About this task>
Restate each record word for word, from the first to the last.

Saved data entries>

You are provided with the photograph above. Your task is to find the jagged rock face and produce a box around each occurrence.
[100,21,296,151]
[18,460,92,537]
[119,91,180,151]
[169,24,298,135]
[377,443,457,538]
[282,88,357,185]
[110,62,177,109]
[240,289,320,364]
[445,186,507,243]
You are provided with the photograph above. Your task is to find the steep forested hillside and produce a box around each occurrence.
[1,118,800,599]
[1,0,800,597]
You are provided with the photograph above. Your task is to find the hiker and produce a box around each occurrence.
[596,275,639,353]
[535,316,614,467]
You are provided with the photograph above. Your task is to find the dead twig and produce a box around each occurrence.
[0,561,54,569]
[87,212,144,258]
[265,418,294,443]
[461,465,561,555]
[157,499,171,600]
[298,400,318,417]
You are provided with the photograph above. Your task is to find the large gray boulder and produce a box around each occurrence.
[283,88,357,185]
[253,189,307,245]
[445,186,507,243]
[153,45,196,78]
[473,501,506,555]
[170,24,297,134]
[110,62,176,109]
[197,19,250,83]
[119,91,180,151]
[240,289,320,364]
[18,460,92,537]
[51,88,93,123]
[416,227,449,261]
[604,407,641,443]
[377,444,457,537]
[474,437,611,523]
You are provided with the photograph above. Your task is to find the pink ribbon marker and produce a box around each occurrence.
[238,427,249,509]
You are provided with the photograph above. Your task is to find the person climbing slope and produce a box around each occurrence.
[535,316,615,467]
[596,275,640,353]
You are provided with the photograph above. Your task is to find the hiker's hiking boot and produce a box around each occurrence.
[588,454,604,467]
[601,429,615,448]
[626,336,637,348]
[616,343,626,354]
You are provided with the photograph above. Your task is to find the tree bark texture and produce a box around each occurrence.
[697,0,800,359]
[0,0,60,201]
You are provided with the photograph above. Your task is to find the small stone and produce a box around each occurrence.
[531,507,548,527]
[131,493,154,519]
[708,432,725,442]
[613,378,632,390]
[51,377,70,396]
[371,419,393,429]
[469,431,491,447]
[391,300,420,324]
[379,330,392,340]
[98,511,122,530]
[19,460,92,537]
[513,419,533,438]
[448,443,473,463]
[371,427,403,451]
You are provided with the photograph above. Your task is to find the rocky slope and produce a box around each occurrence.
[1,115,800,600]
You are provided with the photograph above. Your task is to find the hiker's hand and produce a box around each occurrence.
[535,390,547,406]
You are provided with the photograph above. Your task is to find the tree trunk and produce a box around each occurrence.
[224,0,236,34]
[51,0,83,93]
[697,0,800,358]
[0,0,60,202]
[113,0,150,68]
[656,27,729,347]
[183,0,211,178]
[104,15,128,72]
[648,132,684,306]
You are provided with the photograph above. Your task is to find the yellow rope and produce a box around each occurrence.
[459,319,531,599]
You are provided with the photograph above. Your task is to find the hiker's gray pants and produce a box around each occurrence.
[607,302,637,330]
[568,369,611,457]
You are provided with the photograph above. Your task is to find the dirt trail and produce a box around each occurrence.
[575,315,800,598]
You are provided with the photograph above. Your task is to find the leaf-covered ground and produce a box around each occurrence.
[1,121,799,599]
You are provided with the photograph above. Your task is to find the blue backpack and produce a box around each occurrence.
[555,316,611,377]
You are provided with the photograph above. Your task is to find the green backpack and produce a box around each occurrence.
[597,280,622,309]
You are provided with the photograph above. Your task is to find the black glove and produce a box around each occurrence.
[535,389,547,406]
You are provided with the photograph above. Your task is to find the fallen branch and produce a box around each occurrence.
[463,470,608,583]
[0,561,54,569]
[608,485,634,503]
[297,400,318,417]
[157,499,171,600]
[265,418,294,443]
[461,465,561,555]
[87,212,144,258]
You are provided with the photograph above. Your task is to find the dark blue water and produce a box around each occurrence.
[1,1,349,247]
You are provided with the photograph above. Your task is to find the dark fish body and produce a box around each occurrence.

Reply to the task>
You are provided with the photograph above. Your task is to find the jagged rock face and produce a box around each occurrence.
[100,21,296,151]
[18,460,92,537]
[119,91,180,151]
[169,24,298,135]
[377,443,457,538]
[282,88,357,185]
[110,62,177,109]
[240,289,320,364]
[445,186,507,243]
You are provided with the photograph above. Your task is to find the steep forested hillside and produce a box around each occurrence.
[1,118,800,599]
[1,0,800,597]
You are provided with the photograph above. Your task is to find the hiker and produce a box around each occurrence.
[596,275,639,353]
[535,316,614,467]
You are provided with the photograph above. Your task is to find the dead twig and produce a box around each occurrence.
[0,561,54,569]
[87,212,144,258]
[265,418,294,443]
[461,465,561,555]
[157,499,171,600]
[298,400,318,417]
You are provided with the photograph above. Your task is to find the large gray boulder and produce a box around each occurrence.
[283,88,357,185]
[253,189,307,245]
[445,186,507,243]
[153,45,196,78]
[473,501,506,555]
[170,24,297,134]
[110,62,176,109]
[197,19,250,83]
[119,91,180,151]
[240,289,320,364]
[18,460,92,537]
[51,88,93,123]
[416,227,449,261]
[604,407,641,443]
[377,444,457,537]
[474,437,611,523]
You are provided with the photograph above. Your task is to find the pink ribbon marker and produce a box around each occurrence.
[238,427,249,509]
You are provided with the photograph above. Your task is to find the person climbing slope and produce a box around each occurrence.
[535,316,615,467]
[596,275,640,353]
You are provided with the photograph above. Your task is to find the hiker's hiking boot and produce a box around each occurrence.
[588,454,604,467]
[601,429,615,448]
[626,336,637,348]
[616,343,626,354]
You are provided with the photograph above. Your task is to find the tree bark texture and produce a box around each occurrence.
[697,0,800,359]
[0,0,60,201]
You are provided with the photograph above. Your task is to find the small stone and produce a box around each occurrence.
[531,507,548,527]
[131,493,154,519]
[708,432,725,442]
[613,378,632,390]
[51,377,70,396]
[371,419,393,429]
[469,431,491,447]
[391,300,420,324]
[379,330,392,340]
[98,511,122,530]
[19,460,92,537]
[513,419,533,438]
[448,443,473,463]
[371,427,403,451]
You are provided with the photograph above. Your task is to find the rocky slope and produce a box around each occurrence.
[1,115,800,600]
You are provided with the photograph above. Your task is to find the hiker's hand and produce a box around each occurrence.
[535,390,547,406]
You are provided with the photograph above. Your task is to find the tree trunk and produce a box around each occurrence.
[224,0,236,34]
[51,0,83,93]
[697,0,800,358]
[0,0,60,202]
[113,0,150,68]
[656,27,729,347]
[183,0,211,178]
[104,15,128,72]
[648,132,684,306]
You are provided with the photograph above. Your task is to find the yellow rope and produce a box around each occurrence.
[459,319,531,599]
You are provided with the photograph above. Your task is to find the hiker's gray pants and produce a box around each occurrence.
[607,302,637,330]
[568,369,611,457]
You are provided with the photograph above. Your task is to find the dirt trail and produce a box around each occurrence.
[575,315,800,598]
You are provided with the photograph above. Your task is to find the leaf-covered ground and produce a box around each occurrence.
[1,121,799,599]
You are provided with the photograph above. Your task is to find the blue backpack and produce a box around each occurrence.
[555,316,611,377]
You are provided with the photograph above. Your task is to find the green backpack and produce a box around each occurrence.
[597,280,622,309]
You are provided with the photograph above. Your task is to find the black glove and produce a box around each occurrence.
[535,389,547,406]
You are provided with the photograph above. Your task is to find the fallen branch and produce a box around each occurrence.
[463,470,608,583]
[0,561,54,569]
[608,485,634,503]
[297,400,318,417]
[157,499,171,600]
[265,418,294,443]
[461,465,561,555]
[87,212,144,258]
You are provided with the photograph above. Your task is to find the dark blue water and produce a box around each occurrence.
[1,1,349,247]
You are provided with the photograph above. Your task is to find the dark fish body and produce a box around each occurrence.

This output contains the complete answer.